Text provided
******

I use testors window maker window cement . its 1 part no mixing . its very ez to use.
it has a long thin neck on the bottle ..
it goes on white and dries clear.
mine turn out pretty good , i think . 
I make my own windows for lots of ho slot cars 
using green 2 liter soda bottles . it makes cool tinted windows .
that way they have a curve to them already .. :thumbsup:


----------



## slotcarman12078 (Oct 3, 2008)

I learned most of my Giperjet body tricks from looking at one of Greg's finished cars. I believe he uses the larger sized dremel ball grinder bit to thin the resin all around the openings. This allows the glass to sit really close to the outside and helps make them fit flush on the outside. I never tried the window maker for installs. I didn't think it would be tough enough. I like the clear 5 minute epoxy because I can generally scrape off excess, and boo boos don't show up as badly.


----------



## SCJ (Jul 15, 1999)

60chevyjim said:


> kinda what slotcarman said ..
> you may have to dremel the inside of the body to get the glass to fit good ..
> cut the windows separate front and rear .. trim them leaving a small lip to overlap around the edge .
> I use testors window maker window cement . its 1 part no mixing . its very ez to use.
> ...


 


Ditto 


------------------------------
www.SlotCarJohnnies.com


----------



## 9finger hobbies (Mar 11, 2008)

You definately have to thin the body. I use Formula '560' canopy glue. It is used in RC airplanes. The stuff dries clear and is strong.


----------

******

Dataset rows
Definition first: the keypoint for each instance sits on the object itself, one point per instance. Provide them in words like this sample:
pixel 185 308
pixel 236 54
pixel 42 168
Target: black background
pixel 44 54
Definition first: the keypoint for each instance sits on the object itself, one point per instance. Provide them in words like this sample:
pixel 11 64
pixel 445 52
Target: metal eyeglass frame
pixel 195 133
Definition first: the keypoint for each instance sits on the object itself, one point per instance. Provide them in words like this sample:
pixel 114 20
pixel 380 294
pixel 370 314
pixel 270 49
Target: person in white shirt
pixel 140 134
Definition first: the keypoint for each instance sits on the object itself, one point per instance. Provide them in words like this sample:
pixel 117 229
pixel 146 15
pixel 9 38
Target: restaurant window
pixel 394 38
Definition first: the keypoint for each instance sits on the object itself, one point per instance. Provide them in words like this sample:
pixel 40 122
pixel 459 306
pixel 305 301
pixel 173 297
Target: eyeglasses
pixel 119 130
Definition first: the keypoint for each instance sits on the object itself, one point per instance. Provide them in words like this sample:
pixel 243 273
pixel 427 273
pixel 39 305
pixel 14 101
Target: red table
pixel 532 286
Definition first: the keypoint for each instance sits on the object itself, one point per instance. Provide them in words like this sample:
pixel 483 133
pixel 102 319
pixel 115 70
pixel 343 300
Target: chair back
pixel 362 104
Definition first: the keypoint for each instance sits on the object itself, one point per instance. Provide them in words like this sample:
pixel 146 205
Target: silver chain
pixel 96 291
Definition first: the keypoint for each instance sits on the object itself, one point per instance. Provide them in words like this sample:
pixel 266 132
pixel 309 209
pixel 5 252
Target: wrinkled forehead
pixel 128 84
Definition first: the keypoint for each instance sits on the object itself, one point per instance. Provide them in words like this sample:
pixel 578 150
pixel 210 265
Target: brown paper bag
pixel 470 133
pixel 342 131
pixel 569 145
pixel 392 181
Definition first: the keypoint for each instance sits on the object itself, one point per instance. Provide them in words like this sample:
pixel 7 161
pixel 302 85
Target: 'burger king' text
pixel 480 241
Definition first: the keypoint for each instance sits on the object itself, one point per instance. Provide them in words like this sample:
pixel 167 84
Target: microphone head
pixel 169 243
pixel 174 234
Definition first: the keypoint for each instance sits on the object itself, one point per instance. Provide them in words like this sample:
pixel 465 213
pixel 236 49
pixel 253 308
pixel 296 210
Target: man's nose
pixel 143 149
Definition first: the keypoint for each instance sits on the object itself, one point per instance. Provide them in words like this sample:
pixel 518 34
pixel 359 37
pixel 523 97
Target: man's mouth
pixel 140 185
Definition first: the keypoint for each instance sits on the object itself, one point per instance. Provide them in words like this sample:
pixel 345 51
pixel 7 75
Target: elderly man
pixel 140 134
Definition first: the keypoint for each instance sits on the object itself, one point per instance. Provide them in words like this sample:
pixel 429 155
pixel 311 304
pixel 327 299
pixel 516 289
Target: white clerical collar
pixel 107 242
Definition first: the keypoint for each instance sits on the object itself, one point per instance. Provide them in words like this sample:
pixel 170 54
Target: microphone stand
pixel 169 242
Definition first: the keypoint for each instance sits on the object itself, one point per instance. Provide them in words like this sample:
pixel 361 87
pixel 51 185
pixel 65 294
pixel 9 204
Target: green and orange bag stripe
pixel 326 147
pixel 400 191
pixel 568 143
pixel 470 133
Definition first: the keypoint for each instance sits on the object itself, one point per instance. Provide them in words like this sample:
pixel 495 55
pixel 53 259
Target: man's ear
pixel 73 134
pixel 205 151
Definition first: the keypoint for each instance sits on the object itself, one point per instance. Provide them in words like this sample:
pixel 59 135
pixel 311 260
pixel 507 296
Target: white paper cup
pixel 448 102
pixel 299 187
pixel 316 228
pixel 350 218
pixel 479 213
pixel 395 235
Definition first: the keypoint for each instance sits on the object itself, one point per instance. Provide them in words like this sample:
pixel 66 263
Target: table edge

******

What you need to do
1. In the forum thread, which glue does 9finger hobbies use?
2. Quote the part of the forum thread that opens with the words containing "I make my own" and closes with "(Oct 3, 2008)".

Results
1. Formula '560' canopy glue

2.
I make my own windows for lots of ho slot cars 
using green 2 liter soda bottles . it makes cool tinted windows .
that way they have a curve to them already .. :thumbsup:


----------



## slotcarman12078 (Oct 3, 2008)